### WHAT TO WORK ON
Begin at the row that has "Your task is to locate every instance of arched" and stop after the last row, then write all of those rows out again, requests included. Rescale every coordinate in the answers by multiplying it by 0.9 and rounding to a whole number with halves going up, and leave the numbers inside the requests unchanged.

===== DATA TO PROCESS =====

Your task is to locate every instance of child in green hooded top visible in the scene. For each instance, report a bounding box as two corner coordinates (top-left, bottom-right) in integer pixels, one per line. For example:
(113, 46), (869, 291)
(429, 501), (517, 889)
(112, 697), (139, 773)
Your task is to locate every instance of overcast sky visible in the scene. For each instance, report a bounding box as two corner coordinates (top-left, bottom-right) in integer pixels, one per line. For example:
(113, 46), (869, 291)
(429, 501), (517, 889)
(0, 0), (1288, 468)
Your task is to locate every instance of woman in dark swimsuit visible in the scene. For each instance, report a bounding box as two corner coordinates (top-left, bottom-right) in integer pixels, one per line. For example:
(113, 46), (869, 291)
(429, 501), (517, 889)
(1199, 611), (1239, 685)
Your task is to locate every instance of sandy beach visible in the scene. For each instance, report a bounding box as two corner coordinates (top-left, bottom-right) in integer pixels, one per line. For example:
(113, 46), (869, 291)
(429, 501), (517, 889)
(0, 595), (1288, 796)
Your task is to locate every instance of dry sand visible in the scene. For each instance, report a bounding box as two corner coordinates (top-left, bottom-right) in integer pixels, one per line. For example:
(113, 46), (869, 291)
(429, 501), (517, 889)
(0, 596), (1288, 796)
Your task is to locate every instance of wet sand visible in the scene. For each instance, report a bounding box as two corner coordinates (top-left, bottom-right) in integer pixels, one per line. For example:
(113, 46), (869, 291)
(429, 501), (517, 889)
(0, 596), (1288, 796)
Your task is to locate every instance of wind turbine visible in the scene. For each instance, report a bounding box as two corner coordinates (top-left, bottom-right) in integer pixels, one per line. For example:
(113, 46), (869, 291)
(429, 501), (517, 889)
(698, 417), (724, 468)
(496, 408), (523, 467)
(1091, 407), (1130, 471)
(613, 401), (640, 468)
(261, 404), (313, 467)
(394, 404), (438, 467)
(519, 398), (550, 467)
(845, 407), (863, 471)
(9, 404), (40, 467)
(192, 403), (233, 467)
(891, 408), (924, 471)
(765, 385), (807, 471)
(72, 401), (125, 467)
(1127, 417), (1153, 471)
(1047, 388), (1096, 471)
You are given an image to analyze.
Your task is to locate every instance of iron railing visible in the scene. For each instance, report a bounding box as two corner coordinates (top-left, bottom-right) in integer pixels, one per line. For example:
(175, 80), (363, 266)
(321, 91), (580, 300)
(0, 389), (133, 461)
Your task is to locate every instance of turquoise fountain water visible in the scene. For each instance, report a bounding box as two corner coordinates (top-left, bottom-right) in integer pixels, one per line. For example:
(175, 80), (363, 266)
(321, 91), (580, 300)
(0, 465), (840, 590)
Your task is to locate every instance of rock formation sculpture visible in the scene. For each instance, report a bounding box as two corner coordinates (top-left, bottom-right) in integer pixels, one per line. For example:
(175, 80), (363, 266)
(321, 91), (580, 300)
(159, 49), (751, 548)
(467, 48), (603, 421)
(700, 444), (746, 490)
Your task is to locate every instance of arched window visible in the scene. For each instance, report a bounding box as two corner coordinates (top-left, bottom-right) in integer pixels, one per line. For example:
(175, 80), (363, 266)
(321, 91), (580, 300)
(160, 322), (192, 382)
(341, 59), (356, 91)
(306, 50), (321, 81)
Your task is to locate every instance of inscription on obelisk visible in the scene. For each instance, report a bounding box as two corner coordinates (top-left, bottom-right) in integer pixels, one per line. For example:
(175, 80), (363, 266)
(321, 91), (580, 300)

=====

### RESPONSE BELOW
Your task is to locate every instance of arched window visible in the scene. For each instance, report a bounding box as two corner coordinates (top-left, bottom-right) in integer pixels, one per line. For example:
(175, 80), (363, 266)
(321, 91), (580, 300)
(144, 290), (173, 344)
(307, 53), (320, 82)
(275, 45), (289, 73)
Your task is to locate every instance of inscription on obelisk visible in the scene. For each instance, report a bounding box as two corner coordinates (top-left, bottom-right) in integer pixels, one per line. For example:
(175, 80), (363, 266)
(321, 91), (580, 300)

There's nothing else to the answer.